Extracted data entries:

::::::::::

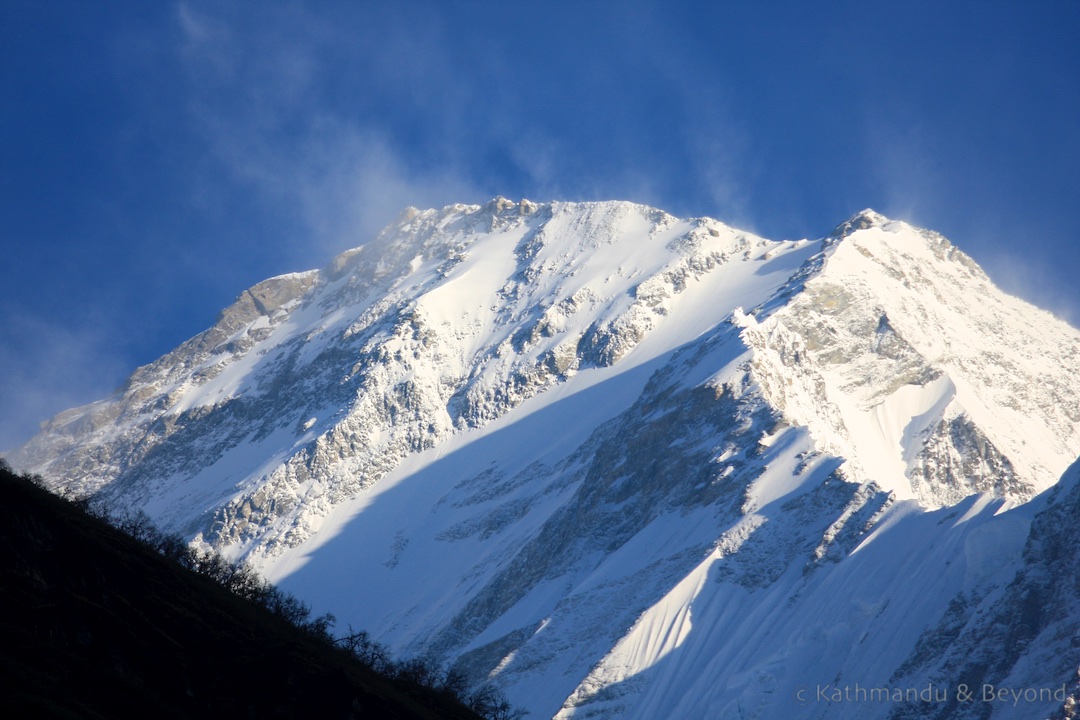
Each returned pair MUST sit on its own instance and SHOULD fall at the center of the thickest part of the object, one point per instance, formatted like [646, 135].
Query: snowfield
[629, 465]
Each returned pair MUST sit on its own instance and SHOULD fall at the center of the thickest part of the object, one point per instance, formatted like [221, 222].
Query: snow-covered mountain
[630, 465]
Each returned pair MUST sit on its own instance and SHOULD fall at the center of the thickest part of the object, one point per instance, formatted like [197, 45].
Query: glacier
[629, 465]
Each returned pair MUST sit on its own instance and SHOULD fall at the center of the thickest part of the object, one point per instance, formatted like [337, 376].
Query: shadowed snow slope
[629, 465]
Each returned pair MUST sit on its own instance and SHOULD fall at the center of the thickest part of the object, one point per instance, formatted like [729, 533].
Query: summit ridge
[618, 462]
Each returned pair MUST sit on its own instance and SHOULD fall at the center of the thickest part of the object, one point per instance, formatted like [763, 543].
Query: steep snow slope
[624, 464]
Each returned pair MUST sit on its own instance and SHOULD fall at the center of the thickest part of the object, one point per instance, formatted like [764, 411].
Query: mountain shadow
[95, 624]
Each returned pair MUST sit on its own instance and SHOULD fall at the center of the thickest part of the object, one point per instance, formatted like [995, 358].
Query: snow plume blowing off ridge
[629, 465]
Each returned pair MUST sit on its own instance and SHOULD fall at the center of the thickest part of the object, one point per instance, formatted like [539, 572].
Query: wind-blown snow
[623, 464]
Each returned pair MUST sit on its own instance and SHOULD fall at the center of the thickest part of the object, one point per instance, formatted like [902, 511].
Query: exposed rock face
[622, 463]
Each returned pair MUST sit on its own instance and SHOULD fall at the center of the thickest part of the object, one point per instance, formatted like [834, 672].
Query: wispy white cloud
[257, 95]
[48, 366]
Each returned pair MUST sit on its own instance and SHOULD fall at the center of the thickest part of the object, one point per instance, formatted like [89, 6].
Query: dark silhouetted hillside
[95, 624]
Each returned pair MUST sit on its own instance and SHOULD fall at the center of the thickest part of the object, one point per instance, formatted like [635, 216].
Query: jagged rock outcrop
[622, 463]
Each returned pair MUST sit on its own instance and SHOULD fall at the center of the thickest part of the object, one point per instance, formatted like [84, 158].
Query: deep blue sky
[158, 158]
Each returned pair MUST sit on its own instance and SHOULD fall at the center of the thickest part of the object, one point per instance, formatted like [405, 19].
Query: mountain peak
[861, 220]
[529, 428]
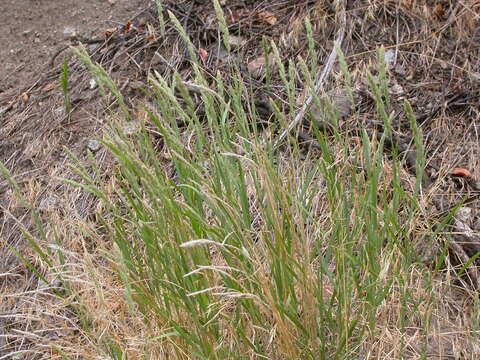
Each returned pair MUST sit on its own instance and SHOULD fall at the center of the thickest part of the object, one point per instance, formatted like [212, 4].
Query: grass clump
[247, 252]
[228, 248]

::::::::::

STATED TASK
Copy all the data exactly as written, but skip any picture.

TASK SOLUTION
Each returned pair MUST sit on its own instance and SHOULD fall at the center of the thickest part of the object, one point per instance, formatted like [646, 135].
Query: snowfield
[629, 465]
Each returned pair MUST sit on its own instance and SHOULD fall at the center of the thickest part of the object, one point per instance, formatted like [221, 222].
Query: snow-covered mountain
[630, 465]
Each returned pair MUST sit on its own instance and SHOULD fall at the center of the thickest part of the object, one point per instance, formatted like [197, 45].
Query: glacier
[629, 465]
Each returned pair MUST sit on its own instance and SHOULD fall at the center of the thickest part of the object, one point per instance, formatted like [337, 376].
Query: shadowed snow slope
[629, 465]
Each returned pair MUST sit on its own instance and SHOULD fall at the center of the thickest part of the object, one point per instance, formatted like [729, 533].
Query: summit ridge
[618, 462]
Each returned pair MUST sit on its own instance and SHOULD fall at the center of the thickest part of the object, one point per instance, formatted like [763, 543].
Query: steep snow slope
[624, 464]
Each returned pair MUST sit on its own instance and SHOULD fall at the center of the thickest part of the object, one point per instance, formatted like [764, 411].
Query: mountain shadow
[95, 624]
Each returned pair MUST sit on its own instance and SHOULD fall at the center of the thickest part of the object, one point per instance, formatted like [995, 358].
Query: snow plume blowing off ridge
[629, 465]
Each returned pair MUST sit on its own instance and SHOULD fall at the center of the thickest part of the object, one point per instance, formatted like [539, 572].
Query: wind-blown snow
[623, 464]
Each returned pair MUST sit on its own instance and SHOULD fall at the center of the thickest part of the object, one point per instance, formatted like [902, 511].
Query: exposed rock face
[622, 463]
Each returned pair MUST sit on its own instance and SHOULD fall at the center of the thickest part of the object, one point per instance, formatted like [834, 672].
Query: wispy white cloud
[257, 95]
[48, 366]
Each returned pair MUST sit on its own instance and SHOULD fall at the center of the thickest part of the object, one point per instance, formatted like [89, 6].
Query: dark silhouetted hillside
[95, 624]
Each returned pair MUST sit on its own instance and SHOULD fall at the center of the thickest part of the object, one point per instance, formatted like [635, 216].
Query: jagged rock outcrop
[622, 463]
Each returned pair MUST sit on its own instance and SHOULD fall at the center of the thickest part of the object, one point per instance, formatted like [84, 158].
Query: deep blue sky
[158, 158]
Each returned pair MUST sit on its own instance and SHOULD fall at the center of the thickest part of the object, one point per instance, formatted like [405, 19].
Query: mountain peak
[861, 220]
[529, 428]
Each returned pair MUST sit on its own instance and SHOULD fall at the center of the thickest part of the object, one point per instance, formatted like [212, 4].
Query: grass clump
[247, 252]
[228, 248]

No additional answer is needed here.